--- Start ---

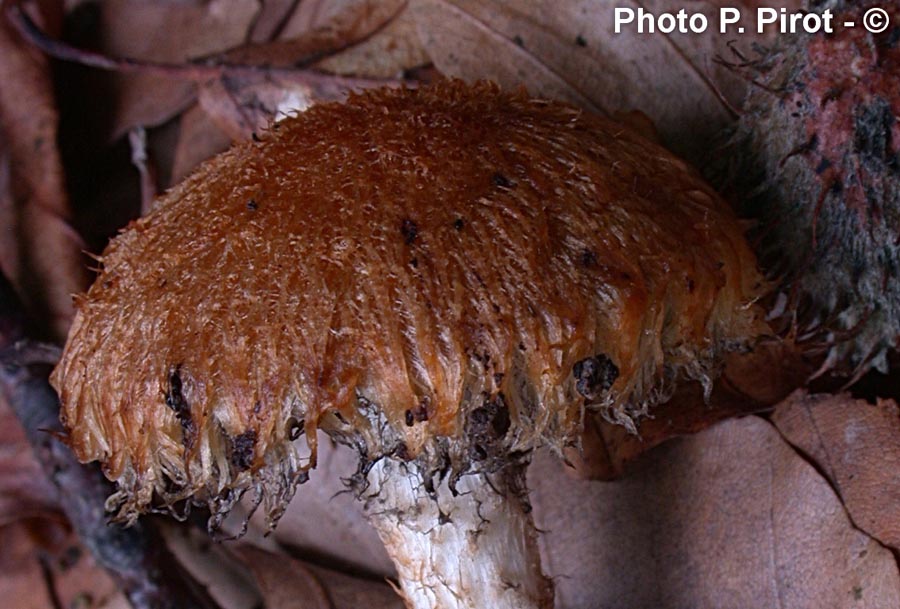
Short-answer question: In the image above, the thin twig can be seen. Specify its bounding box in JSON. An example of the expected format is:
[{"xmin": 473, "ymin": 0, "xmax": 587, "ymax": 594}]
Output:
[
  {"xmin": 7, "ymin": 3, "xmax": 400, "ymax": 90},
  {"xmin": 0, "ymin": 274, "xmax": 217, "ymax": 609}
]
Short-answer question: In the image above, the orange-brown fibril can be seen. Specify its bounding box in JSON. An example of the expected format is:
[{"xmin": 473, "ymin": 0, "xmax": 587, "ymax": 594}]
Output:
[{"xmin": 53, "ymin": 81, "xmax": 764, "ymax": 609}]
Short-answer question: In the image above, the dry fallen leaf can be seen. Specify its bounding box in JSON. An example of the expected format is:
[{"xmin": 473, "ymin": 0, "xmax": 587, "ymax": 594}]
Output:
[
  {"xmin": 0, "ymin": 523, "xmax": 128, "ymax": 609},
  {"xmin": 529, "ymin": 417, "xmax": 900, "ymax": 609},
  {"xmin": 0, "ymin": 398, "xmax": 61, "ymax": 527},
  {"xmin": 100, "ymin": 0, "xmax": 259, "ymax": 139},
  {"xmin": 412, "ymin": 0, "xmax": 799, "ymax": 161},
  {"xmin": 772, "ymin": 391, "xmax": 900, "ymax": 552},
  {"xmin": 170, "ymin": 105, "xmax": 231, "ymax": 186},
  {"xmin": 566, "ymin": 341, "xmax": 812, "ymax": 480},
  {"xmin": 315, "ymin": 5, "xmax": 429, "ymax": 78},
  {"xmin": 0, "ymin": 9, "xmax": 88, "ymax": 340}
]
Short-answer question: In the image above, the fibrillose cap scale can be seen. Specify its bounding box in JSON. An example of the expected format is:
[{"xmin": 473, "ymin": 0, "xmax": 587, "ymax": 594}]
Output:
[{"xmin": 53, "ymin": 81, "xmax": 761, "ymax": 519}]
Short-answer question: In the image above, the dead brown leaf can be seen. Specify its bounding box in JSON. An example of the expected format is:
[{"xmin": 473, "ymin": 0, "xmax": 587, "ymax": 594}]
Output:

--- End ---
--- Start ---

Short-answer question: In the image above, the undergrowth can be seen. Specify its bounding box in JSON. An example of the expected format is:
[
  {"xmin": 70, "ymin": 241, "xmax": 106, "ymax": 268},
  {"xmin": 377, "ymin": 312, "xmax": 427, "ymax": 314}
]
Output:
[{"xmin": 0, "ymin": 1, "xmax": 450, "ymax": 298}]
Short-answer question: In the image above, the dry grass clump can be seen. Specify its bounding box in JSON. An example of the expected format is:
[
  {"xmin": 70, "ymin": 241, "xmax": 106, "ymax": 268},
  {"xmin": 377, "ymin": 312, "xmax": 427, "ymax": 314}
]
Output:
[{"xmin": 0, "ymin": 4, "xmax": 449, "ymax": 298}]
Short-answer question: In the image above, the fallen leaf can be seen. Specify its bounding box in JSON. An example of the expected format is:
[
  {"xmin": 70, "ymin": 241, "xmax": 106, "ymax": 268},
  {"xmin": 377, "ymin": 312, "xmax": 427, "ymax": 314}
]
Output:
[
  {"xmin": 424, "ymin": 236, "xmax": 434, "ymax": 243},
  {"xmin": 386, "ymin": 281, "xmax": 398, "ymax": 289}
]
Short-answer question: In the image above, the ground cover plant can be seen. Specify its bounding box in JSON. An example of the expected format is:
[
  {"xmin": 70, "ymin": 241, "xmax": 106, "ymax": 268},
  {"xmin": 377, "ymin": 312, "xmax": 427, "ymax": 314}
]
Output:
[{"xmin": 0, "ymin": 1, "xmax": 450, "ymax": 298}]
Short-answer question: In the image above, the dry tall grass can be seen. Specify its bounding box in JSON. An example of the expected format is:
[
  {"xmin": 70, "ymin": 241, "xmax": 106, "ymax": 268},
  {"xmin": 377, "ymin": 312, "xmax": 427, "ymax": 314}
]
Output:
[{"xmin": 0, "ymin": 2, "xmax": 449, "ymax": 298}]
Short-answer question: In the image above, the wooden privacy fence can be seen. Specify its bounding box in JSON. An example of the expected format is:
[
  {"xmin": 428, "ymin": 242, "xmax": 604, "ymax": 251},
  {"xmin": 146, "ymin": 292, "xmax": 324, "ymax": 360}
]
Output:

--- End ---
--- Start ---

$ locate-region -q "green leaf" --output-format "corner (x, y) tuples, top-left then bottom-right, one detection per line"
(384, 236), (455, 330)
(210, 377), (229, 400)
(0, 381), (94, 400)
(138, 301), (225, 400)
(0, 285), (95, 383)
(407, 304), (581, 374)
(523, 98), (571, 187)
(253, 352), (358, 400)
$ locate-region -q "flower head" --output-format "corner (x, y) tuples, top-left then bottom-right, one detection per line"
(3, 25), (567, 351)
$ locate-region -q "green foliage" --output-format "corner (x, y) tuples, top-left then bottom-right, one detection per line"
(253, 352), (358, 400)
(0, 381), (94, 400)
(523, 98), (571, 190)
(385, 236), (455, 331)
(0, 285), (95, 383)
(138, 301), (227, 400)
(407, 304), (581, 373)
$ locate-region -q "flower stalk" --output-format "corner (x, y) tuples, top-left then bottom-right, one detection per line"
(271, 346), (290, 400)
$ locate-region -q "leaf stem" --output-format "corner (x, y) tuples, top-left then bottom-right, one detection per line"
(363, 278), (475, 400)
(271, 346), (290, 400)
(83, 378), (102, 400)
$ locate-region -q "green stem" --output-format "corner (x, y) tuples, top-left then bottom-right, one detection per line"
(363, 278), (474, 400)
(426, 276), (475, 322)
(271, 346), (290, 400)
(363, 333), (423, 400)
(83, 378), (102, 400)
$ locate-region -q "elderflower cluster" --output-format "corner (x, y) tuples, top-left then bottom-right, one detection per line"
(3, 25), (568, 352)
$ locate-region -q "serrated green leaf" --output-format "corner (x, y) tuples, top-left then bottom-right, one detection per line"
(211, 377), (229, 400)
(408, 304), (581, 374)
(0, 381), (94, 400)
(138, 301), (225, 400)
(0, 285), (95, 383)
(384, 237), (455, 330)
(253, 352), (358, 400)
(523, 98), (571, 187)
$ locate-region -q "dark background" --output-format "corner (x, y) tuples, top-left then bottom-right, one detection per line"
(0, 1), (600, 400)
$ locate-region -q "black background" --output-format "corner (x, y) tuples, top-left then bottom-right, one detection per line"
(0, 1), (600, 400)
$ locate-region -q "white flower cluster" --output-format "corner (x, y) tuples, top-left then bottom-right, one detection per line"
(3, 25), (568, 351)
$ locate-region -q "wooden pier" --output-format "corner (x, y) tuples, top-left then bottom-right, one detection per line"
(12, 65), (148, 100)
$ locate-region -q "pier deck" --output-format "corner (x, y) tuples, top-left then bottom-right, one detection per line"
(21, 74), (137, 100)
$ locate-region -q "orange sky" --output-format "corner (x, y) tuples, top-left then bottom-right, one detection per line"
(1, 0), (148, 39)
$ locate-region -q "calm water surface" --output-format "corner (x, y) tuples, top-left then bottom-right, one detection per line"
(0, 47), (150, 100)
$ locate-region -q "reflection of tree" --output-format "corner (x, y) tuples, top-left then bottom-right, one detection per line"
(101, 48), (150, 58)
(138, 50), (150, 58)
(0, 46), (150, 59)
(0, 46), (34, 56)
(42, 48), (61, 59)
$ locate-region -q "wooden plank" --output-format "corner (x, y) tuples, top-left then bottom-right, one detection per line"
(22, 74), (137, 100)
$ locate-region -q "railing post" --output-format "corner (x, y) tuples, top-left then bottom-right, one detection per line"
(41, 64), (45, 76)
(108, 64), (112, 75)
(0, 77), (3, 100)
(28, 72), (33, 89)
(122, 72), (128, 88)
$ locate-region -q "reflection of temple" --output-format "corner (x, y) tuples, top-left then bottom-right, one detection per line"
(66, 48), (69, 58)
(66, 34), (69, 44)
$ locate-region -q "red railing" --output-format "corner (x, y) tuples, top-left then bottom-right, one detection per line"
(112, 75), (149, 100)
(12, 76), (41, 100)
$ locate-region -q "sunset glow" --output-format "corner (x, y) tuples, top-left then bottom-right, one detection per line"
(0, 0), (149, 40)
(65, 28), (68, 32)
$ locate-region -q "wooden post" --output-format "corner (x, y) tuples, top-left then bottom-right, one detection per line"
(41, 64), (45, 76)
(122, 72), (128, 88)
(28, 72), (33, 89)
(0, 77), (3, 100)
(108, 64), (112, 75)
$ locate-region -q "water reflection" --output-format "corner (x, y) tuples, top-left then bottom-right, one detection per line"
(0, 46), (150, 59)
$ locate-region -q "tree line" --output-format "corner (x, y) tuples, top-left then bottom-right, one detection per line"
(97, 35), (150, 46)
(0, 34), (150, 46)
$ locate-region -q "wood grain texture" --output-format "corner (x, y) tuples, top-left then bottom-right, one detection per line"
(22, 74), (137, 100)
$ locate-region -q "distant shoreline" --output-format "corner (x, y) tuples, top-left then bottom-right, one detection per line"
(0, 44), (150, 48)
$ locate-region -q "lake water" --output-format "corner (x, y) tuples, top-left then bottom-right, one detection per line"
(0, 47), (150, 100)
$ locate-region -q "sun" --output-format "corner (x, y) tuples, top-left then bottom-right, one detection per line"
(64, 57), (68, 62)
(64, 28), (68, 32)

--- End ---

DIRECTIONS: Extract every line of the items above that contains the string "fallen".

RESPONSE TO THIS EXERCISE:
Short-answer question: In the image above, the dry fallen leaf can be seen. Specify its bounding box in JSON. An example of the expected format is:
Short-answer question: In the image above, the fallen leaf can be seen. Specify its bounding box in JSON. An example of the expected format is:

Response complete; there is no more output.